** start Entries **

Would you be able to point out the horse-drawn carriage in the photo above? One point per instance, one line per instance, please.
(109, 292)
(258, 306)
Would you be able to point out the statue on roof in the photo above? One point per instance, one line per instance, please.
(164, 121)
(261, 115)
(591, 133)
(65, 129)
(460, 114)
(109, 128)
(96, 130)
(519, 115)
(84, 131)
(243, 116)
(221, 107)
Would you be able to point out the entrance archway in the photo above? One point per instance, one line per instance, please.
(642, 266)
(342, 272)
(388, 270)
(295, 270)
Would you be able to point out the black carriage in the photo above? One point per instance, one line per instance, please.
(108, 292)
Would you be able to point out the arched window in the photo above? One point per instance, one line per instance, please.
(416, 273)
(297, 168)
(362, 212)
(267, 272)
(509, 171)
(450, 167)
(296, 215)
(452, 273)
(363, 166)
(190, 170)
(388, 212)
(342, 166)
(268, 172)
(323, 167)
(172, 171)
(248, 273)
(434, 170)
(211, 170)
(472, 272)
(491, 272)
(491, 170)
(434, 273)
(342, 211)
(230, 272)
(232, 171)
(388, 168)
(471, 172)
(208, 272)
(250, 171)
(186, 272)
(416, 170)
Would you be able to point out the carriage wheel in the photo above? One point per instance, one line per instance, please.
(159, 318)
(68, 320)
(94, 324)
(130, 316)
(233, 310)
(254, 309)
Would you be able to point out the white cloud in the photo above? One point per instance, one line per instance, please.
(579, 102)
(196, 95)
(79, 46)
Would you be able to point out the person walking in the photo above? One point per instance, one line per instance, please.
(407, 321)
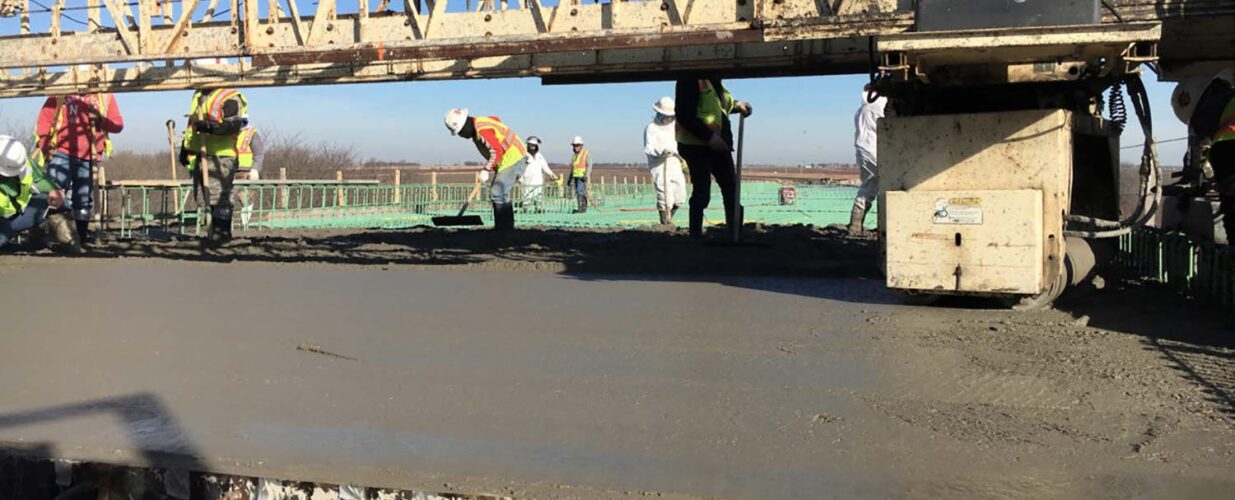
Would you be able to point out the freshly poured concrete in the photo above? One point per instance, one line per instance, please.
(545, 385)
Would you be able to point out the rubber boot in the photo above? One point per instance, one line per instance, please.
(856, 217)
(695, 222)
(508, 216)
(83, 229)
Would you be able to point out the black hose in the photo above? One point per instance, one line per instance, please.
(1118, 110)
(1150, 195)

** end Entries **
** start Entries **

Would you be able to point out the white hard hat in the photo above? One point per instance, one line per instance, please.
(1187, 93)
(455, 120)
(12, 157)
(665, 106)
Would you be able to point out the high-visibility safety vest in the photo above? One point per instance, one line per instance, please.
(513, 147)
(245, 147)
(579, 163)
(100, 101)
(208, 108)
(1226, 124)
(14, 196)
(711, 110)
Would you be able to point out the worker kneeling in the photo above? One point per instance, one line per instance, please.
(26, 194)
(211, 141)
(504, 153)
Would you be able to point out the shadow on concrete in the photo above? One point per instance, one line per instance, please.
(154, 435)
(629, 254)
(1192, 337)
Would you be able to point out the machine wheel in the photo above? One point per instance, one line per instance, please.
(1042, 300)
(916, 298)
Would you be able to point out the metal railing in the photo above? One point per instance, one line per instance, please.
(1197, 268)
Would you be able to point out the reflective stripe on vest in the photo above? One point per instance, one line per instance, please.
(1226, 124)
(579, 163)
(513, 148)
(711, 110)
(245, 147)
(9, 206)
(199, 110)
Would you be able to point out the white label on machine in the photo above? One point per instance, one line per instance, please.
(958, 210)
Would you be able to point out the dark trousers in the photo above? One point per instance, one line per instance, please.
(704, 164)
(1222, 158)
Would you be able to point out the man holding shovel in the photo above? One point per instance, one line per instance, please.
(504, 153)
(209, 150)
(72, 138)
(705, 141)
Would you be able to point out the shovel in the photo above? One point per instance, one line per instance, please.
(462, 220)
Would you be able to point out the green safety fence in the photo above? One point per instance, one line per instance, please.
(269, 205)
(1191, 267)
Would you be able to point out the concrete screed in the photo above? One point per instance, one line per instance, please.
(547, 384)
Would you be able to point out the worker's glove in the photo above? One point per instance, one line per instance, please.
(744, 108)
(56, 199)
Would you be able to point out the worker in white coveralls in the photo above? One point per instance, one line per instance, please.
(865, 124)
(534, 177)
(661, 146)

** end Entries **

Work instructions:
Give the data starting at the line that contains "Would you be able to point out the white hard" and ending at the line that contains "(1197, 268)" as a two-column CSV with the headers label_text and coordinates, one row per line of text together with the coordinate lines beneath it. Put each value in a single quoted field, with line breaks turned into spaces.

Final result:
label_text,coordinates
"Would you be able to point out the white hard hat in the photo above? One point per instance, one line per instance, please.","(1187, 93) (455, 120) (12, 157) (665, 106)"
"Would you be able to point out the high-visibility safety vest in the photo above? One point per instance, one line per instance, please.","(513, 147) (245, 147) (579, 163) (100, 101) (208, 108) (1226, 124) (14, 196) (711, 110)"
"Would you be able to point out the worker kneeling in the photo above? One point per instance, one line per instance, please.","(26, 194) (211, 141) (504, 153)"
"Would you be able to point out the shadow on concrete in the photo above? One point per instance, one line per instance, please.","(154, 435) (629, 254) (1192, 337)"
"Would you be able to point out the machine wheel in the photo above? One point per instance, one line per instance, please.","(1042, 300) (916, 298)"
"Would you be able to point out the metal railing in the photo above? One point per instance, one line per instance, please.","(1197, 268)"